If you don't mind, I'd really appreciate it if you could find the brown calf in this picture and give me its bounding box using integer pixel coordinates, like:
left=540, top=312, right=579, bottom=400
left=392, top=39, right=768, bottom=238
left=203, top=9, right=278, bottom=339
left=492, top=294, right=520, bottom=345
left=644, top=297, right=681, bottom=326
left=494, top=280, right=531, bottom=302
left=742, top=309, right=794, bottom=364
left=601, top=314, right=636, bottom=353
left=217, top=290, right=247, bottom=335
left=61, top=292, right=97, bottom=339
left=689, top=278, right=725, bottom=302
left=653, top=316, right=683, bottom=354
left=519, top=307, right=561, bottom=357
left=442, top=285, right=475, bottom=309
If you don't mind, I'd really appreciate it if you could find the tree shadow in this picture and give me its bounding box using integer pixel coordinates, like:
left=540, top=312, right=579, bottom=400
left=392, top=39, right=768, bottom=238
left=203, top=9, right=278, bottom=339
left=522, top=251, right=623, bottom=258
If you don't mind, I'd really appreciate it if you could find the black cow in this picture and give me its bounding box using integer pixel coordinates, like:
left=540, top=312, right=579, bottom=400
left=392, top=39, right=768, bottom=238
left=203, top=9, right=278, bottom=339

━━━━━━━━━━

Stated goal: Reproduce, word for word, the rows above from the first line through the line containing "left=442, top=285, right=475, bottom=309", both ends included.

Answer to this exercise:
If you don't mind, I'd really appreciate it if you could find the brown calf in this picture and give me its bounding box using integer pixel coordinates, like:
left=540, top=312, right=579, bottom=400
left=392, top=39, right=768, bottom=238
left=203, top=9, right=278, bottom=339
left=492, top=294, right=520, bottom=345
left=644, top=297, right=681, bottom=326
left=494, top=280, right=531, bottom=302
left=742, top=309, right=794, bottom=364
left=601, top=314, right=636, bottom=353
left=217, top=290, right=247, bottom=335
left=61, top=292, right=97, bottom=339
left=689, top=278, right=725, bottom=302
left=653, top=316, right=683, bottom=354
left=519, top=307, right=561, bottom=357
left=442, top=285, right=475, bottom=309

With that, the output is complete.